#### Records for the task ####

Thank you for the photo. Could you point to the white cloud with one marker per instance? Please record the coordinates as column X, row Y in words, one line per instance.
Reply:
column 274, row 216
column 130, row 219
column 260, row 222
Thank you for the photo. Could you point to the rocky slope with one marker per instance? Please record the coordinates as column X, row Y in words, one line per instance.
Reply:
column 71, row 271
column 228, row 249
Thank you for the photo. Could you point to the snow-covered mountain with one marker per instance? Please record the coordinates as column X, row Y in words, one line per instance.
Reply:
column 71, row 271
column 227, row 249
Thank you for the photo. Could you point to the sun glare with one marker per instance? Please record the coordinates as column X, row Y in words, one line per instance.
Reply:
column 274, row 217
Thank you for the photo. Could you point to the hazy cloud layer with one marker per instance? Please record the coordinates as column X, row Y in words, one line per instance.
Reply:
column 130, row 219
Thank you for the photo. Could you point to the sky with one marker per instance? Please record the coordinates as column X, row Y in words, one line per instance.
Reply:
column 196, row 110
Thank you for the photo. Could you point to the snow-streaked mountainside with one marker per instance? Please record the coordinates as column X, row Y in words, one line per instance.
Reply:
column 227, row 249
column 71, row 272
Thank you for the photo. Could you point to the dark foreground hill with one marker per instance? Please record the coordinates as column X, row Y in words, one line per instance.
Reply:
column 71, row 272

####

Task to carry out: Make an exact copy of the listing, including every line.

Result of this exercise:
Thank you for the photo. Could you point to the white cloud with one marker per instance? Please record the coordinates as column X, row Y in words, one line per instance.
Reply:
column 274, row 216
column 130, row 219
column 260, row 222
Thank you for the photo. Could you point to the rocky slope with one marker per instance? Please record the coordinates as column X, row Y in words, one line per instance.
Reply:
column 71, row 271
column 228, row 249
Thank you for the photo. Could you point to the snow-covered mountain with one marker per instance? Please record the coordinates as column X, row Y in words, one line per instance.
Reply:
column 71, row 271
column 227, row 249
Thank you for the photo. Could you point to the sun glare with one marker per instance? Please record the coordinates as column X, row Y in words, one line per instance.
Reply:
column 274, row 217
Thank you for the photo. Could you point to the hazy cloud layer with one marker per instance? Please record the coordinates as column X, row Y in words, one line per instance.
Reply:
column 130, row 219
Thank you for the photo. Could you point to the sky with one marker per instance? Please record the coordinates as column X, row Y in words, one line per instance.
Reply:
column 196, row 110
Thank you for the photo. Could you point to the snow-streaked mountainside with one marker per instance? Please record the coordinates as column X, row Y in words, one line per instance.
Reply:
column 227, row 249
column 71, row 272
Thank you for the photo. Could you point to the dark foreground hill with one marker per instance? Please record the coordinates as column X, row Y in words, one line per instance.
Reply:
column 71, row 272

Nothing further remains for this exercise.